- _EXERCISE_:
Reproduce the following listing verbatim, in its entirety.

########

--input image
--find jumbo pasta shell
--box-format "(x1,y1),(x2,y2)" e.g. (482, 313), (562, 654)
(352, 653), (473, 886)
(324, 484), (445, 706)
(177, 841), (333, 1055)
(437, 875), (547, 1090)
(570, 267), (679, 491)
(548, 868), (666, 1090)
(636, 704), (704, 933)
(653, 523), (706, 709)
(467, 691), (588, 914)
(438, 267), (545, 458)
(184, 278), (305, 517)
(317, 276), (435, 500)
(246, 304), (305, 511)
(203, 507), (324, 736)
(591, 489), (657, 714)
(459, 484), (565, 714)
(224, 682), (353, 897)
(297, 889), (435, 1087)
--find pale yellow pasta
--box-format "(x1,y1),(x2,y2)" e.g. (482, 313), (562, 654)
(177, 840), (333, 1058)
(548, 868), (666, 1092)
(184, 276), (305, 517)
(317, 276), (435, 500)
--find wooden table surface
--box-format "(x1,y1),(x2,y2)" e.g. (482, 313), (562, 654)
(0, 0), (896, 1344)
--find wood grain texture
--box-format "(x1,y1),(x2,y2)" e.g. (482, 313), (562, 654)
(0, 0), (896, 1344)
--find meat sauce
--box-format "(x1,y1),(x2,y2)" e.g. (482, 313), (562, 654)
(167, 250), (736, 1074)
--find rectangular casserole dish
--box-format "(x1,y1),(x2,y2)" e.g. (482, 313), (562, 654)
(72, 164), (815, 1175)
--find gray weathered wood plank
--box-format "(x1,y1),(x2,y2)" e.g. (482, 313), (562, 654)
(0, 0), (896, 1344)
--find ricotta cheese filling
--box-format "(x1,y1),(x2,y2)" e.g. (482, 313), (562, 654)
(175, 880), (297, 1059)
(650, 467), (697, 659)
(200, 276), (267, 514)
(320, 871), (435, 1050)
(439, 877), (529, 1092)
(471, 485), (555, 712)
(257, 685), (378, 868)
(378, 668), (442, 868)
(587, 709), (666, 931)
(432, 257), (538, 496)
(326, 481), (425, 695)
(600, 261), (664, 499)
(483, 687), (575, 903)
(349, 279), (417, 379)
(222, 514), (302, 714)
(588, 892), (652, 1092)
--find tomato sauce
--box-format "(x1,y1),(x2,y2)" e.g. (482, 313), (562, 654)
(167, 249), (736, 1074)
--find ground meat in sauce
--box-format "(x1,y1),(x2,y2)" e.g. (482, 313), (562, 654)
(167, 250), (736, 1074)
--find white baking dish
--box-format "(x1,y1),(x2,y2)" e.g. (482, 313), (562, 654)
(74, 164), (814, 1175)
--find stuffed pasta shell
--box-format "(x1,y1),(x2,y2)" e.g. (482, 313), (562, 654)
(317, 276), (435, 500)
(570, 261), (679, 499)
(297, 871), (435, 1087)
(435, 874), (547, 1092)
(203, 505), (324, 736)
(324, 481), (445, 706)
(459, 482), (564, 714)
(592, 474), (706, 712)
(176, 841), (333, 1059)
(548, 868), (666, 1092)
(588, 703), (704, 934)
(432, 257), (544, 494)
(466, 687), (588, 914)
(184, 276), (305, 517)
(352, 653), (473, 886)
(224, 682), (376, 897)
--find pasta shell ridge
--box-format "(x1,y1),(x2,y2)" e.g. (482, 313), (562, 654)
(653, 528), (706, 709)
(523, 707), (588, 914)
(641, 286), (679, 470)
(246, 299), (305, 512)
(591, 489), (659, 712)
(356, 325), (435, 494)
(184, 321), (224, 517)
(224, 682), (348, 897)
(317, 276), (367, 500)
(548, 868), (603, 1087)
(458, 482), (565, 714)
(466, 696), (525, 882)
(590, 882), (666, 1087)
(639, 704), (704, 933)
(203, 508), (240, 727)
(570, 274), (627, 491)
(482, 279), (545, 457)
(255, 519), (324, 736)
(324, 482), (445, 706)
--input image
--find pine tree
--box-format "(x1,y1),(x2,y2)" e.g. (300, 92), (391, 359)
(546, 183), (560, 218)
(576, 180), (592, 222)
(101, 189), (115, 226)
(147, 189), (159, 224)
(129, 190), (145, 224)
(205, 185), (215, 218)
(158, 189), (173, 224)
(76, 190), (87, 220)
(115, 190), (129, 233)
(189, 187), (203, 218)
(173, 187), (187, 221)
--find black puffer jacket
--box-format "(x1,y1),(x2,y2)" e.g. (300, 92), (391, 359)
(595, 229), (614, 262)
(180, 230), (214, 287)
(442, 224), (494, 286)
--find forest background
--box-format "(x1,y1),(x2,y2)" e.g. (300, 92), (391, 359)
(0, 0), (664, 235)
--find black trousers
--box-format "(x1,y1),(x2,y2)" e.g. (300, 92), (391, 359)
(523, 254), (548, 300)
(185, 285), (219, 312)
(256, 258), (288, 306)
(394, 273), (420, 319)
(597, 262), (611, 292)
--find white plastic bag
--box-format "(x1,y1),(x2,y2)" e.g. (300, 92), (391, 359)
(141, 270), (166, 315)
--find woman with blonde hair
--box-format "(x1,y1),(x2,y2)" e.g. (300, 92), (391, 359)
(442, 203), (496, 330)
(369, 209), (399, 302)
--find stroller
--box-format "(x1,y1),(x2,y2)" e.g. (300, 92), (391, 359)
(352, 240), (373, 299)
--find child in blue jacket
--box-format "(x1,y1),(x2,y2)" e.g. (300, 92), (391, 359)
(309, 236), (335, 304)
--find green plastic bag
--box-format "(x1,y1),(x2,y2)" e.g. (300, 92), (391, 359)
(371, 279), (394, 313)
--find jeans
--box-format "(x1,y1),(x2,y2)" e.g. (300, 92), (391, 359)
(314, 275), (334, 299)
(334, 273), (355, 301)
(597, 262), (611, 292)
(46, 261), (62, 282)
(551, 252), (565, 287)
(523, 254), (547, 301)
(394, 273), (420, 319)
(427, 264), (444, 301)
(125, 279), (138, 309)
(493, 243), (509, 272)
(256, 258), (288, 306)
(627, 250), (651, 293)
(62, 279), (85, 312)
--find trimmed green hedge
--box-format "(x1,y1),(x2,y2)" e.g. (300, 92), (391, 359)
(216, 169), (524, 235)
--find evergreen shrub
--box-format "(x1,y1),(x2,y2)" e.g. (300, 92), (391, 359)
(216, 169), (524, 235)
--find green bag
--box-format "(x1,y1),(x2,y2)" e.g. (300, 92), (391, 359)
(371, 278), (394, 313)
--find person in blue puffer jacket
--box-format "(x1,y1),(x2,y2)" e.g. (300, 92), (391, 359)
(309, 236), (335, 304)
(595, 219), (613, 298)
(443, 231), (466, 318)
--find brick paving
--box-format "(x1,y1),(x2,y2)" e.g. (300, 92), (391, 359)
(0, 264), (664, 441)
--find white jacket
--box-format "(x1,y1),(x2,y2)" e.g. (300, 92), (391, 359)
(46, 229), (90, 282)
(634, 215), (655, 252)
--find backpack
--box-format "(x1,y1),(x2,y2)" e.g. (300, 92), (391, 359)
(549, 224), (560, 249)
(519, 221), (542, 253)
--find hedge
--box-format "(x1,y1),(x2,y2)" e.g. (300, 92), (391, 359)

########

- _RIGHT ANSWER_:
--input image
--find jumbo pasta shell
--box-format "(x1,y1),(x2,y2)" e.g. (482, 313), (562, 654)
(352, 653), (473, 886)
(324, 484), (445, 706)
(177, 841), (333, 1055)
(437, 875), (547, 1090)
(570, 267), (679, 491)
(548, 868), (666, 1090)
(636, 704), (704, 933)
(653, 523), (706, 709)
(467, 691), (588, 914)
(438, 267), (545, 458)
(184, 278), (305, 517)
(317, 276), (435, 500)
(246, 304), (305, 511)
(203, 507), (324, 736)
(591, 489), (657, 714)
(459, 484), (565, 714)
(224, 682), (353, 897)
(297, 889), (435, 1087)
--find pale yellow pasta
--box-format "(x1,y1),(x2,y2)" e.g. (482, 313), (562, 654)
(177, 840), (333, 1058)
(548, 868), (666, 1092)
(184, 276), (305, 517)
(317, 276), (435, 500)
--find wooden table surface
--box-format "(x1,y1),(x2,y2)" e.g. (482, 313), (562, 654)
(0, 0), (896, 1344)
--find wood grain texture
--box-format "(x1,y1),(x2,y2)" e.g. (482, 313), (562, 654)
(0, 0), (896, 1344)
--find meat sauce
--box-format "(x1,y1),(x2,y2)" e.g. (482, 313), (562, 654)
(167, 250), (736, 1074)
--find rectangular casserole dish
--box-format "(x1,y1),(x2,y2)" e.g. (482, 313), (562, 654)
(72, 164), (815, 1175)
--find gray weathered wood plank
--box-format "(x1,y1),(x2,y2)" e.g. (482, 313), (562, 654)
(0, 0), (896, 1344)
--find ricotta cheese filling
--box-format "(x1,y1),(x2,y2)" e.g. (482, 313), (562, 654)
(175, 880), (297, 1059)
(650, 467), (697, 659)
(200, 276), (267, 514)
(320, 871), (435, 1050)
(439, 877), (529, 1092)
(471, 485), (555, 712)
(257, 685), (378, 868)
(378, 668), (442, 868)
(587, 709), (666, 931)
(432, 257), (538, 496)
(326, 481), (425, 695)
(600, 261), (664, 499)
(483, 687), (575, 903)
(349, 279), (417, 379)
(222, 514), (302, 714)
(588, 892), (652, 1092)
--find tomato sauce
--box-format "(x1,y1),(x2,y2)" e.g. (482, 313), (562, 654)
(167, 249), (736, 1074)
--find ground meat in sauce
--box-format "(x1,y1),(x2,y2)" e.g. (482, 313), (562, 654)
(167, 250), (736, 1074)
--find white baking dish
--box-format "(x1,y1),(x2,y2)" e.g. (482, 313), (562, 654)
(74, 164), (814, 1175)
--find stuffed pasta shell
--box-format "(x1,y1),(x2,y2)" e.g. (482, 313), (562, 654)
(317, 276), (435, 500)
(570, 261), (679, 499)
(297, 871), (435, 1087)
(435, 874), (547, 1092)
(203, 505), (324, 736)
(324, 481), (445, 706)
(459, 482), (564, 714)
(592, 474), (706, 712)
(176, 841), (333, 1059)
(548, 868), (666, 1092)
(588, 703), (704, 934)
(432, 257), (544, 494)
(466, 687), (588, 914)
(184, 276), (305, 517)
(352, 653), (473, 886)
(224, 682), (376, 897)
--find pasta shell ridge
--box-format "(x1,y1),(x2,y2)" e.g. (482, 313), (562, 654)
(653, 528), (706, 709)
(523, 707), (588, 914)
(641, 286), (679, 470)
(246, 299), (305, 512)
(591, 489), (659, 712)
(356, 325), (435, 494)
(184, 321), (224, 517)
(224, 682), (348, 897)
(317, 276), (367, 500)
(548, 868), (603, 1087)
(458, 482), (565, 714)
(466, 696), (525, 882)
(590, 882), (666, 1087)
(639, 704), (704, 933)
(203, 508), (240, 727)
(570, 274), (627, 491)
(482, 279), (545, 457)
(255, 519), (324, 736)
(324, 482), (445, 706)
--input image
--find pine tree
--box-format "(x1,y1),(x2,y2)" e.g. (300, 92), (391, 359)
(546, 183), (560, 218)
(576, 180), (592, 222)
(101, 189), (115, 226)
(147, 189), (159, 224)
(129, 190), (145, 224)
(205, 185), (215, 218)
(158, 189), (173, 224)
(76, 190), (87, 220)
(115, 190), (129, 233)
(189, 187), (203, 218)
(173, 187), (187, 221)
--find black puffer jacket
--box-format "(x1,y1),(x2,y2)" e.g. (300, 92), (391, 359)
(595, 229), (614, 262)
(180, 230), (214, 287)
(442, 224), (494, 286)
--find forest background
--box-format "(x1,y1),(x2,y2)" e.g. (300, 92), (391, 359)
(0, 0), (664, 235)
--find black trousers
--box-format "(x1,y1),(x2,y2)" e.g. (300, 92), (391, 359)
(523, 254), (548, 300)
(185, 285), (219, 312)
(256, 258), (288, 306)
(394, 273), (420, 319)
(597, 262), (611, 292)
--find white plastic bag
--box-format "(x1,y1),(x2,y2)" e.g. (300, 92), (391, 359)
(141, 270), (166, 315)
--find woman with blonde hair
--box-format "(x1,y1),(x2,y2)" e.g. (300, 92), (391, 359)
(442, 203), (496, 330)
(369, 209), (399, 302)
--find stroller
--box-format "(x1,y1),(x2,y2)" e.g. (300, 92), (391, 359)
(352, 240), (373, 299)
--find child in blue jacket
--box-format "(x1,y1),(x2,y2)" e.g. (300, 92), (391, 359)
(309, 236), (335, 304)
--find green plastic bag
--box-format "(x1,y1),(x2,y2)" e.g. (300, 92), (391, 359)
(371, 279), (394, 313)
--find jeans
--box-format "(x1,y1),(x2,y2)" e.g. (300, 92), (391, 359)
(314, 275), (334, 299)
(334, 273), (355, 301)
(597, 262), (611, 292)
(46, 261), (62, 282)
(551, 252), (565, 287)
(523, 254), (547, 301)
(394, 273), (420, 319)
(427, 264), (444, 301)
(125, 279), (138, 309)
(493, 243), (509, 272)
(256, 258), (288, 306)
(627, 250), (651, 293)
(62, 279), (85, 312)
--find trimmed green hedge
--box-format "(x1,y1),(x2,y2)" e.g. (300, 92), (391, 359)
(216, 169), (524, 235)
--find evergreen shrub
--box-format "(x1,y1),(x2,y2)" e.g. (300, 92), (391, 359)
(216, 169), (524, 235)
--find green bag
--box-format "(x1,y1),(x2,y2)" e.g. (300, 92), (391, 359)
(371, 278), (394, 313)
--find person in blue puffer jacket
--box-format "(x1,y1),(x2,y2)" e.g. (300, 92), (391, 359)
(309, 236), (335, 304)
(595, 219), (613, 298)
(443, 231), (466, 318)
--find brick paving
--box-format "(x1,y1),(x2,y2)" e.g. (300, 92), (391, 359)
(0, 264), (664, 441)
--find white jacket
--box-format "(x1,y1),(x2,y2)" e.g. (300, 92), (391, 359)
(46, 229), (90, 282)
(634, 215), (655, 252)
--find backpack
--box-format "(x1,y1),(x2,y2)" e.g. (300, 92), (391, 359)
(549, 224), (560, 249)
(519, 221), (542, 253)
--find hedge
--box-format "(x1,y1),(x2,y2)" e.g. (300, 92), (391, 359)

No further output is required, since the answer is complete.